▸ **Aufgaben**
A – Auf welches Programm beruft sich Stephan Jegielka im Text zur Vorstellungsrunde?
B – Schreiben Sie aus dem Text zur Vorstellungsrunde die Stelle von „Am Ende gibt“ bis „sozialen Frage verbunden.“ genau ab.

▸ **Vorgegebener Text**
========================
Am Ende gibt es dann doch noch ein bisschen Inhalt. Stephan Jegielka beginnt den letzten Block in der Vorstellungsrunde. Er knüpft an Naisan Raji an und verweist ebenfalls auf die Shell-Studie und die Sorgen und Ängste der Jugend: Krieg, Armut und die Folgen der Corona-Maßnahmen. Daraus folgert er, dass die Jugend die Themen diktiere – und ihre Gewichtung. Das Frieden nur „etwas für ältere Ostdeutsche“ sei, könne so ja nun nicht stimmen. Jegielka berief sich auf das Erfurter Programm, das nicht erneuert gehöre, sondern in das Zentrum des Handelns der Linkspartei. Das mache den Frieden zur Hauptaufgabe des Handelns. Der sei untrennbar mit der sozialen Frage verbunden.
========================
▸ **Datensätze**

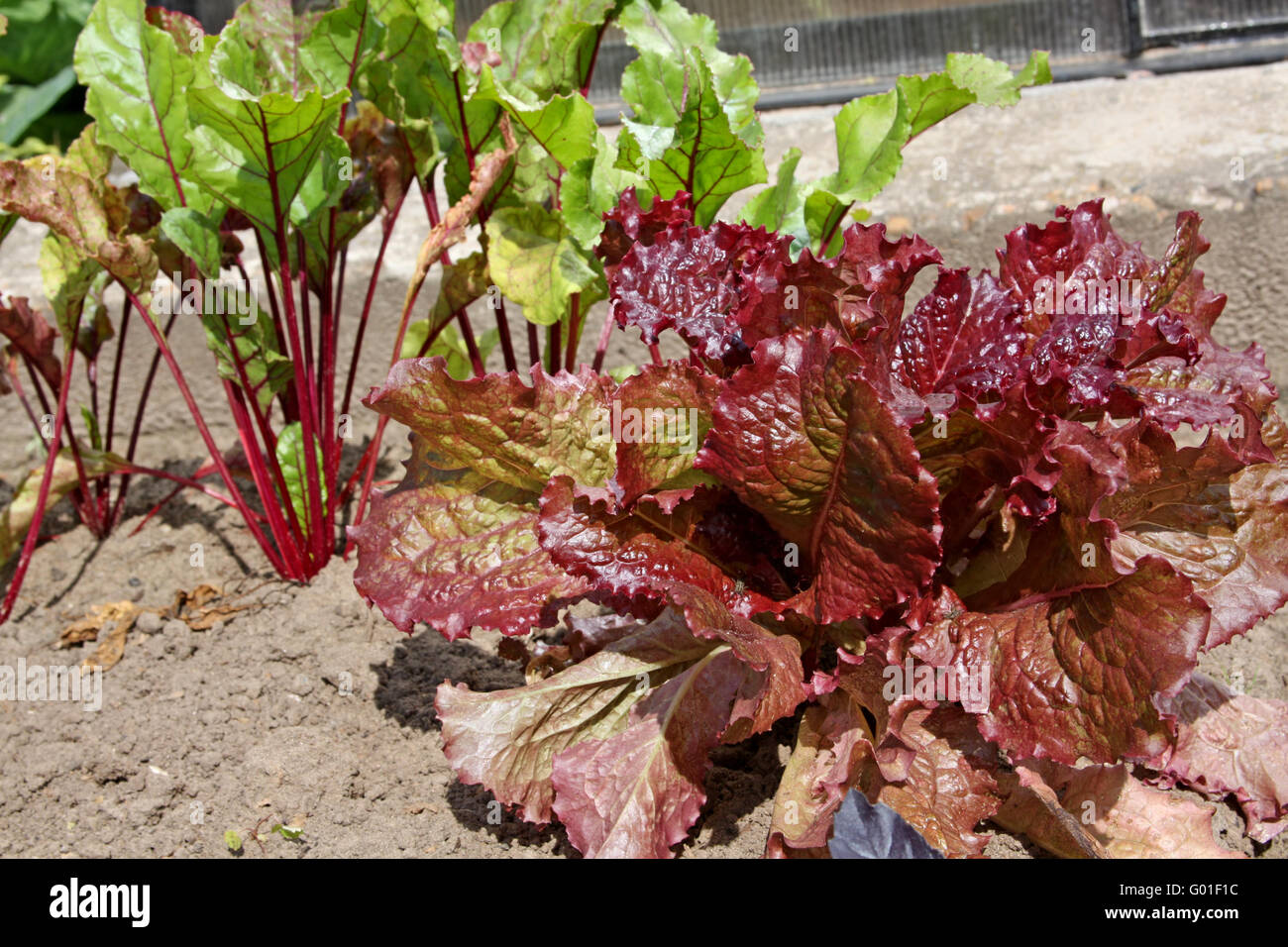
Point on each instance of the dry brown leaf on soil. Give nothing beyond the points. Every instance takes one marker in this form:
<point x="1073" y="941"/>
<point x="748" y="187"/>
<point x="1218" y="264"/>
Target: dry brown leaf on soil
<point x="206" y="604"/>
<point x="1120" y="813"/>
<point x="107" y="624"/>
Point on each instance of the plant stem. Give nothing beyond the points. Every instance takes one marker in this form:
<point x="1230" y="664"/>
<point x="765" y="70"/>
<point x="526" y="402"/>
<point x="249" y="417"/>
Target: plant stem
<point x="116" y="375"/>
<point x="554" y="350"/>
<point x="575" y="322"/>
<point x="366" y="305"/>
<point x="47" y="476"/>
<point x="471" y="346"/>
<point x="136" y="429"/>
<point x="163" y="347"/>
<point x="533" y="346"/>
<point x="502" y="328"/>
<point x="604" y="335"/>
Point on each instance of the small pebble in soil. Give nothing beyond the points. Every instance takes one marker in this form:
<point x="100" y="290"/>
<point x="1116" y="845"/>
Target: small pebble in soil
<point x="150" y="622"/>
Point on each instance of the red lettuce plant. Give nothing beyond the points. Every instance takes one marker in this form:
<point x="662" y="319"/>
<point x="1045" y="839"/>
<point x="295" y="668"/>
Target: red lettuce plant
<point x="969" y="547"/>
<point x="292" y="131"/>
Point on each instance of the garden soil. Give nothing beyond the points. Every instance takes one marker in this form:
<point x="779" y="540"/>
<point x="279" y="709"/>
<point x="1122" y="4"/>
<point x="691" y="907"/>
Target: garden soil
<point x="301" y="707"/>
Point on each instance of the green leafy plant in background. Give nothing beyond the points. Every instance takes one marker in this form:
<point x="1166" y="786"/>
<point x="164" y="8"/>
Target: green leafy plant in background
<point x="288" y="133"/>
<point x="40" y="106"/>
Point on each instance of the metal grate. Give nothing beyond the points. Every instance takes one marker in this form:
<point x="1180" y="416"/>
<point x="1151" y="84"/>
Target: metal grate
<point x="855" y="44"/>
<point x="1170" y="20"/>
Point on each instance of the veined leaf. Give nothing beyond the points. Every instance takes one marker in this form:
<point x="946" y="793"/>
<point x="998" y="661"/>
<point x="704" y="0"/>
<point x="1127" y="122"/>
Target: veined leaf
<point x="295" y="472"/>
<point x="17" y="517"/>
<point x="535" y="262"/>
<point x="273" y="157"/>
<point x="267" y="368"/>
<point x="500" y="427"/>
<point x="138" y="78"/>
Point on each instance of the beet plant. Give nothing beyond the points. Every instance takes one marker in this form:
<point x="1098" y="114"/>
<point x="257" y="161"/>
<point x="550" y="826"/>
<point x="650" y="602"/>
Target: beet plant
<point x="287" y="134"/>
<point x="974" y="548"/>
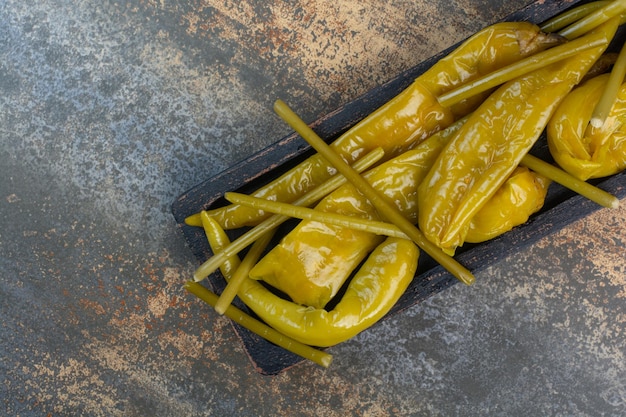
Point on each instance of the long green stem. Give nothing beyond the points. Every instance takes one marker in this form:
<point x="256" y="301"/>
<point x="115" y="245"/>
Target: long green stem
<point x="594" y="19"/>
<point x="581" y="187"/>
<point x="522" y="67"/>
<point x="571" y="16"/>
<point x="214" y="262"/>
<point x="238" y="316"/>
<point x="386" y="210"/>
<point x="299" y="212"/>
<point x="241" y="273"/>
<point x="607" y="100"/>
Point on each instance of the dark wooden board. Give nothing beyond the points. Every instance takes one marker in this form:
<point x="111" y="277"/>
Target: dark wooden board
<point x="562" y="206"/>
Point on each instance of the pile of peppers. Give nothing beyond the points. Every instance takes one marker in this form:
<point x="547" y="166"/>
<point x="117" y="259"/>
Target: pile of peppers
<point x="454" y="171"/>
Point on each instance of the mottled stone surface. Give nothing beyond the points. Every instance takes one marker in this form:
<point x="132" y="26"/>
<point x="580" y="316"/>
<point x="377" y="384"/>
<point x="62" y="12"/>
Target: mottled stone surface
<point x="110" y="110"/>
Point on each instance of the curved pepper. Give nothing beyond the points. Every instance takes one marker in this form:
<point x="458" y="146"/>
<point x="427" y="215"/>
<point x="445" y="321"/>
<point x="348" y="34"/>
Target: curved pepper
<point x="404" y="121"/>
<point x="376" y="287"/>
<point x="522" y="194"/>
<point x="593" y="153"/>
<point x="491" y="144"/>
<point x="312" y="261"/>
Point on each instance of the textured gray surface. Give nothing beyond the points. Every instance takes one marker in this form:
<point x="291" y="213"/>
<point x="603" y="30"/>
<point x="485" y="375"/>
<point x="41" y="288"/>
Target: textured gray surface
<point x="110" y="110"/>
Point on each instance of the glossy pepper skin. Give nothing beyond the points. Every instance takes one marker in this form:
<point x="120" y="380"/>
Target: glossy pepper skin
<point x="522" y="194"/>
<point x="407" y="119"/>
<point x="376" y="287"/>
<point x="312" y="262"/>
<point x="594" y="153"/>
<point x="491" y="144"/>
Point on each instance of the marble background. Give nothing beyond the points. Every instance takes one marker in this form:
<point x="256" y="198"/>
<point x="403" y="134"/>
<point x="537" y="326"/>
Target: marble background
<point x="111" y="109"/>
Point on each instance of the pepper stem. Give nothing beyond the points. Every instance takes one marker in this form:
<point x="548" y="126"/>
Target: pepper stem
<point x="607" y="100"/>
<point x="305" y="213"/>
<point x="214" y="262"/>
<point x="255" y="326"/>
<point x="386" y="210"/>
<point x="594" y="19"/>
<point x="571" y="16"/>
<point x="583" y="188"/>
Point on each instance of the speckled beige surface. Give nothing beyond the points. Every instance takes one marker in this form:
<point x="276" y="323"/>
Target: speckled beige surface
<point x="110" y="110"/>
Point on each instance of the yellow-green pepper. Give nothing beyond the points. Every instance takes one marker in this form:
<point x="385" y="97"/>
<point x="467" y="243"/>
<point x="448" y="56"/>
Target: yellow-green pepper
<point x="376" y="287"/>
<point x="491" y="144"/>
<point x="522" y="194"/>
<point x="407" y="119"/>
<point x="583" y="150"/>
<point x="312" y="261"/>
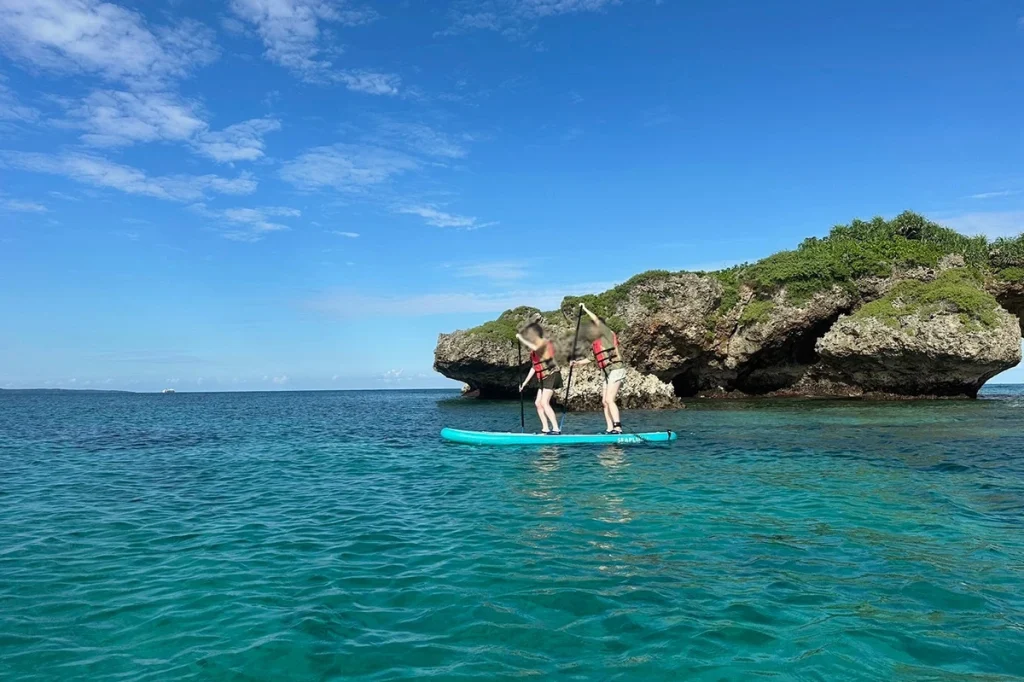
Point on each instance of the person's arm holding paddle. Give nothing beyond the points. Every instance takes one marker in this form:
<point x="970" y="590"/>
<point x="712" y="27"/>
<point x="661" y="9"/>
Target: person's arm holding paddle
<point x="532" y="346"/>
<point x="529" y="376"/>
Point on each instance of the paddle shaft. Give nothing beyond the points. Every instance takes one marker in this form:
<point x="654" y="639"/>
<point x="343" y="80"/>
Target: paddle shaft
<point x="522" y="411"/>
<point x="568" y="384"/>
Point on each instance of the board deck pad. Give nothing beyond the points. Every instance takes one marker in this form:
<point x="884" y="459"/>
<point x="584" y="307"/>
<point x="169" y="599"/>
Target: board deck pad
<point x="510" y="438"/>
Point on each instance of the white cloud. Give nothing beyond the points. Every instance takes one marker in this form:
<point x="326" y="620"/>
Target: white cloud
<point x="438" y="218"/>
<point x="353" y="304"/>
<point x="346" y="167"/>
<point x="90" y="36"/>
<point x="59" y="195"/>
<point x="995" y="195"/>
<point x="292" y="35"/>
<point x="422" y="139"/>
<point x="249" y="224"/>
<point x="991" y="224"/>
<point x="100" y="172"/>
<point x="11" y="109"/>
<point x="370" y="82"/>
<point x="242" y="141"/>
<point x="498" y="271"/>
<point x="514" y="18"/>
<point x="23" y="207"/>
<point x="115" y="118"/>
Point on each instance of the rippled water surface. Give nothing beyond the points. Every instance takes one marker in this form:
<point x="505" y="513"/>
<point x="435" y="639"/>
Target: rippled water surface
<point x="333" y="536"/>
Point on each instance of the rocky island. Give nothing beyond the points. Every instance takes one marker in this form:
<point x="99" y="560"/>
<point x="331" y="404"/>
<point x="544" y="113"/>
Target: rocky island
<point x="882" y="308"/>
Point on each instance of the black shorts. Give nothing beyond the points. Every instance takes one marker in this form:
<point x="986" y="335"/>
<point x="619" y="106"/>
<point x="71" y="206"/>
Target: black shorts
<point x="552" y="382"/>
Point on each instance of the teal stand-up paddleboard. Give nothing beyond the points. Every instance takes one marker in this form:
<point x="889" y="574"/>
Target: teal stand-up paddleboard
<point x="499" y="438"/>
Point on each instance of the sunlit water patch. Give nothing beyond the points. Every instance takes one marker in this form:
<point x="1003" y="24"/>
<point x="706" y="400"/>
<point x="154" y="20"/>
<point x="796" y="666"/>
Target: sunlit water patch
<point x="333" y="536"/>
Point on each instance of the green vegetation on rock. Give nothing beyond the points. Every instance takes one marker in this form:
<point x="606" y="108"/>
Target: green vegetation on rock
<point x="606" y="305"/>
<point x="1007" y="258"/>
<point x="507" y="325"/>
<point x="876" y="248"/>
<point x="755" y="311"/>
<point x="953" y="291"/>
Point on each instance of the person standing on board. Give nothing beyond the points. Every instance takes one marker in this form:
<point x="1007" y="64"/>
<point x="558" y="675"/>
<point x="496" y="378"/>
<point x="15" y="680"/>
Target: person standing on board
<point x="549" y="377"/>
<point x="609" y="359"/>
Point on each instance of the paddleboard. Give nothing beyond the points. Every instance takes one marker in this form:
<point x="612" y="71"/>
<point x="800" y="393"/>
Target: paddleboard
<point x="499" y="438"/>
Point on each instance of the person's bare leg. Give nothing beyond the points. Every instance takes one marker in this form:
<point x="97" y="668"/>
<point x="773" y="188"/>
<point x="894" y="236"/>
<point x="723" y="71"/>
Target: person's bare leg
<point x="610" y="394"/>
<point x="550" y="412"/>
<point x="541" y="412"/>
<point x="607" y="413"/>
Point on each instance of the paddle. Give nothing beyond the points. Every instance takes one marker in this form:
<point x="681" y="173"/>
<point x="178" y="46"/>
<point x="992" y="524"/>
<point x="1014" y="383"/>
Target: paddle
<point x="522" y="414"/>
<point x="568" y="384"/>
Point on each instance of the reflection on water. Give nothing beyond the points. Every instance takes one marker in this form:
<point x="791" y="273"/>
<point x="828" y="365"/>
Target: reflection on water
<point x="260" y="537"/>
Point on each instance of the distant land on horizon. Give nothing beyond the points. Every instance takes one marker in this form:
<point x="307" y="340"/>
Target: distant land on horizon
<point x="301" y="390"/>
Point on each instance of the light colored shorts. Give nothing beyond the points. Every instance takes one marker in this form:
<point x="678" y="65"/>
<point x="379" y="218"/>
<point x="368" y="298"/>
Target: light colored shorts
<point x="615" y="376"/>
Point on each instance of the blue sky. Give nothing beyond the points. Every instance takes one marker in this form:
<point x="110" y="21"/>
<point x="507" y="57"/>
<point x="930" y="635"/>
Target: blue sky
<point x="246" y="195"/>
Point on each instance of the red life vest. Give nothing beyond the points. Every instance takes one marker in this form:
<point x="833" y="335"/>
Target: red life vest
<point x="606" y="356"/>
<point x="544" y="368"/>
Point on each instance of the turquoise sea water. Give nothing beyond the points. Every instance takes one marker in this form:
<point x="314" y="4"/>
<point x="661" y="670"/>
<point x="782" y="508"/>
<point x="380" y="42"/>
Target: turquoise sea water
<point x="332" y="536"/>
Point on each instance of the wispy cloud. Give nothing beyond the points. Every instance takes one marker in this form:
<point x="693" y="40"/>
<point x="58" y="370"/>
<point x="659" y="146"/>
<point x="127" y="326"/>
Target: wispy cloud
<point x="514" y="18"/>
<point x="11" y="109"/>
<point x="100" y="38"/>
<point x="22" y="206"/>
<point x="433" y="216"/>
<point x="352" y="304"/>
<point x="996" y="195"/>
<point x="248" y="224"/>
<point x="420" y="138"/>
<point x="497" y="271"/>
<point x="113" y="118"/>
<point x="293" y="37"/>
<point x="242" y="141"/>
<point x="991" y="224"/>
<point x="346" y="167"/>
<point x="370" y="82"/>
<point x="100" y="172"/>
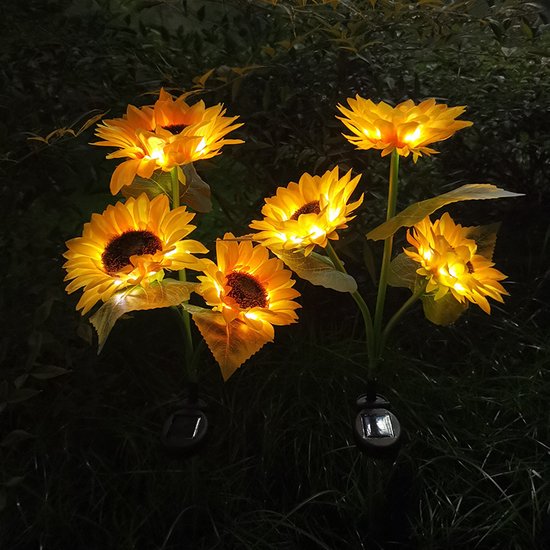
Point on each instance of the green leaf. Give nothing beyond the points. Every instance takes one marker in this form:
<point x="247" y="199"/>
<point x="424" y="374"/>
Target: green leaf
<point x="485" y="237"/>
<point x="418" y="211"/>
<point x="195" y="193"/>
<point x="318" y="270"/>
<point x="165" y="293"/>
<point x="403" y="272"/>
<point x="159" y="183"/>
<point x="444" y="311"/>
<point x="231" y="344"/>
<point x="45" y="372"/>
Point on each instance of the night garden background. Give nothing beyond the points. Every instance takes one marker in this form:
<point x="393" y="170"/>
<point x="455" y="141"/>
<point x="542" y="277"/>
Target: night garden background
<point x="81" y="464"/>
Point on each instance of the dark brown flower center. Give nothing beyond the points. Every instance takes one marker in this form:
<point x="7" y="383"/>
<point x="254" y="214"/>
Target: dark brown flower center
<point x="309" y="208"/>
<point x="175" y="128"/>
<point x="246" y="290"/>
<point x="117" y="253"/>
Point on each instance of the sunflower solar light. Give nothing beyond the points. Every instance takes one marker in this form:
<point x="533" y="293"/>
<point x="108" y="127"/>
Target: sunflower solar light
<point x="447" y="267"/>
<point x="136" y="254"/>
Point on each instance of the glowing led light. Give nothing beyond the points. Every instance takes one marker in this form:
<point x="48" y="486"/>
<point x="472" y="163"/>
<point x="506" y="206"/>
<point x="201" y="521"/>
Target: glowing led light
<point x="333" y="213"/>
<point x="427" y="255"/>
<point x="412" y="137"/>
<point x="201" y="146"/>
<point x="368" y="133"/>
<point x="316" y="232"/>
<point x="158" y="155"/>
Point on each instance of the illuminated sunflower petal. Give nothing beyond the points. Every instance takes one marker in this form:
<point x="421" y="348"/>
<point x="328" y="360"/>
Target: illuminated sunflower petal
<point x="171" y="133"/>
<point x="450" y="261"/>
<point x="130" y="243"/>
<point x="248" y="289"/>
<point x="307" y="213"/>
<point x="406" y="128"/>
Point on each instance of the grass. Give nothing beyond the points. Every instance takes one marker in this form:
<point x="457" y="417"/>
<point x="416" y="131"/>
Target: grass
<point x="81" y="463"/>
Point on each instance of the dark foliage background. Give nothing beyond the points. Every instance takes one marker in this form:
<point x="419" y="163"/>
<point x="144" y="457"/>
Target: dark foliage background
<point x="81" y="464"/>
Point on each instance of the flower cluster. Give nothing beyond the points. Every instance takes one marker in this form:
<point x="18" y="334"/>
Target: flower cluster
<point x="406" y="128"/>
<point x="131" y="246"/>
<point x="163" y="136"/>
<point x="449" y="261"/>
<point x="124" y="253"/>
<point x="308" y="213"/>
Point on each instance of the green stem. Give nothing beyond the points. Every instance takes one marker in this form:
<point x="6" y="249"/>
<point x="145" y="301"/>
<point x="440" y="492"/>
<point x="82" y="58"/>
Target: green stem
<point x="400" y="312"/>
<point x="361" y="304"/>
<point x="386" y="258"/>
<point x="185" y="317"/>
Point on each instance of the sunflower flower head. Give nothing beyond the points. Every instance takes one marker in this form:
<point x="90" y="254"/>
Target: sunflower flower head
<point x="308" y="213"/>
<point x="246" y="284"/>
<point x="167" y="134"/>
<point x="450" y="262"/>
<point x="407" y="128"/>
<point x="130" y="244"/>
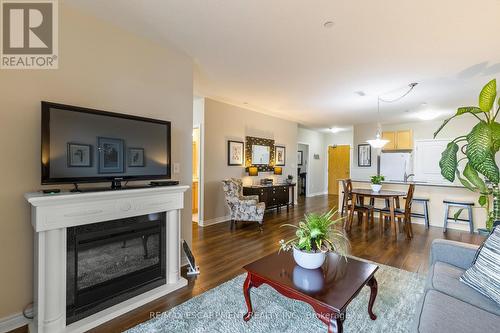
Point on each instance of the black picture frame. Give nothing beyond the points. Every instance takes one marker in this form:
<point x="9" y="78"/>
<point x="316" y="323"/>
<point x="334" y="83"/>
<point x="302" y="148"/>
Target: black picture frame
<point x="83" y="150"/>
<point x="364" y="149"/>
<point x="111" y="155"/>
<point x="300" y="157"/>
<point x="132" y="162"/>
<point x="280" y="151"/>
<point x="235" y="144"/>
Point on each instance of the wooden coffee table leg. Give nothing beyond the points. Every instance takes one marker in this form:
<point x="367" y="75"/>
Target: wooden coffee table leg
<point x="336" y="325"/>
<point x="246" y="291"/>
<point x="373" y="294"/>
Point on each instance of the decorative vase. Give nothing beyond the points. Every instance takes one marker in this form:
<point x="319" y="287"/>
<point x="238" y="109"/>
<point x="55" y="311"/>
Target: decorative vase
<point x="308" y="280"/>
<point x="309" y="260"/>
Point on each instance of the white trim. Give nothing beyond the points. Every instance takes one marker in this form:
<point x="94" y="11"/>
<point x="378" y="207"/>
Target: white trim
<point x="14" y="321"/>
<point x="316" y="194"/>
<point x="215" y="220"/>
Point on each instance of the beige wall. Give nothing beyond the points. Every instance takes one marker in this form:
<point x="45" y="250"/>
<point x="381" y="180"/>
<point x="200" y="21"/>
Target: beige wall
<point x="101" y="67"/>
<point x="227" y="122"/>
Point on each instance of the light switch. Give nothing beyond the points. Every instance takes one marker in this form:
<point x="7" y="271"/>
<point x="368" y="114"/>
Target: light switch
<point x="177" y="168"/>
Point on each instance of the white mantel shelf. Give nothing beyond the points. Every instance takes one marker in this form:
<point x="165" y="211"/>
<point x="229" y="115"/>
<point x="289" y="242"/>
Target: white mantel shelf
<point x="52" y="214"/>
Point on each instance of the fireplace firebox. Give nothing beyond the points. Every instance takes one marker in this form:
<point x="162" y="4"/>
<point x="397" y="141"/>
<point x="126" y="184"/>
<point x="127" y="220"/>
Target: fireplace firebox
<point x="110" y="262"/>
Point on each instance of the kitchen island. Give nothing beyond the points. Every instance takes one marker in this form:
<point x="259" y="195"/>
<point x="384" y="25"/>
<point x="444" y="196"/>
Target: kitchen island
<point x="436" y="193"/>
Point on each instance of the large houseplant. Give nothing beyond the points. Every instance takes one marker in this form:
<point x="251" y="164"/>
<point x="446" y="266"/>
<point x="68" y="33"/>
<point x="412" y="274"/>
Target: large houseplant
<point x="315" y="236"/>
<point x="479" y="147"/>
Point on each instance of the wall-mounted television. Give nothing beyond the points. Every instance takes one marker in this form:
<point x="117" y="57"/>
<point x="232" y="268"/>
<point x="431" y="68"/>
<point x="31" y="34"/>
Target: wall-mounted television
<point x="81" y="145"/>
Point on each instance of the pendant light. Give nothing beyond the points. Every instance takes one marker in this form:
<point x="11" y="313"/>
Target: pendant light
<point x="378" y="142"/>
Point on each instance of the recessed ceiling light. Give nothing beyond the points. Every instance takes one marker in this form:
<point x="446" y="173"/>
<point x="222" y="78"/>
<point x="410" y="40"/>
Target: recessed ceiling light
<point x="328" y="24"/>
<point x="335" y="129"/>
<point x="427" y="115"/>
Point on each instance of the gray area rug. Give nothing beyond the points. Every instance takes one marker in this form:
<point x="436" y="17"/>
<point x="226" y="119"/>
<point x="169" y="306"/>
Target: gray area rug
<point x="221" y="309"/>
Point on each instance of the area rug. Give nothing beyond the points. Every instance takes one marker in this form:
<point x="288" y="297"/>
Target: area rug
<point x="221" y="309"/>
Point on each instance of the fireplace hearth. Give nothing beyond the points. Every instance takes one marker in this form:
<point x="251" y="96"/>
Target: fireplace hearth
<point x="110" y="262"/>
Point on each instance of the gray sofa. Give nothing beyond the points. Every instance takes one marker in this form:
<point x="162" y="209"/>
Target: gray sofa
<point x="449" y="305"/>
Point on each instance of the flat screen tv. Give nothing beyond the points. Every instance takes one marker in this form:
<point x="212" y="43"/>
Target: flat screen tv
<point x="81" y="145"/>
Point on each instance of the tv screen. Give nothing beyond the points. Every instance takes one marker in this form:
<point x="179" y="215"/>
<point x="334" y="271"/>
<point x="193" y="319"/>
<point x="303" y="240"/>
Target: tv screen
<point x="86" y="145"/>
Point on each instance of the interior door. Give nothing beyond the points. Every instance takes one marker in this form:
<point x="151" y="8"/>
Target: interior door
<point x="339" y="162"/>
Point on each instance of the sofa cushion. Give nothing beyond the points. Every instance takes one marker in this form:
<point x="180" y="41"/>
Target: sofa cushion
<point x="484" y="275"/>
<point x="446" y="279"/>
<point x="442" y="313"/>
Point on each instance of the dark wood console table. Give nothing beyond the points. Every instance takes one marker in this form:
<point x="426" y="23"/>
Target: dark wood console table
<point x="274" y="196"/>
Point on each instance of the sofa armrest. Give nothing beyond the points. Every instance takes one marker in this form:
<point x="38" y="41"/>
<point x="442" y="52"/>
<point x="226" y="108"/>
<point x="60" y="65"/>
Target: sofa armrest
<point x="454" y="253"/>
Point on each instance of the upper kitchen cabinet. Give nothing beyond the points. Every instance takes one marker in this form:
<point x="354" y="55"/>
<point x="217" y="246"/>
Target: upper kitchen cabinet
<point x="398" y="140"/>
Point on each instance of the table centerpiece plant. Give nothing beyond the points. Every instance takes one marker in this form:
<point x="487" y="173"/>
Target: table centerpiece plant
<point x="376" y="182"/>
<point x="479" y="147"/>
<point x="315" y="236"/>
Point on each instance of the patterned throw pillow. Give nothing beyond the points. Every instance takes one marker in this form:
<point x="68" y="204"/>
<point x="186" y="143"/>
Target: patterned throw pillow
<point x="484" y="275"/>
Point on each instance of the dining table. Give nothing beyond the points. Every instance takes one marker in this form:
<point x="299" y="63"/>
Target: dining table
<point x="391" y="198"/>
========================
▸ **Lösungen**
A – Auf das Erfurter Programm.

B –
Am Ende gibt es dann doch noch ein bisschen Inhalt. Stephan Jegielka beginnt den letzten Block in der Vorstellungsrunde. Er knüpft an Naisan Raji an und verweist ebenfalls auf die Shell-Studie und die Sorgen und Ängste der Jugend: Krieg, Armut und die Folgen der Corona-Maßnahmen. Daraus folgert er, dass die Jugend die Themen diktiere – und ihre Gewichtung. Das Frieden nur „etwas für ältere Ostdeutsche“ sei, könne so ja nun nicht stimmen. Jegielka berief sich auf das Erfurter Programm, das nicht erneuert gehöre, sondern in das Zentrum des Handelns der Linkspartei. Das mache den Frieden zur Hauptaufgabe des Handelns. Der sei untrennbar mit der sozialen Frage verbunden.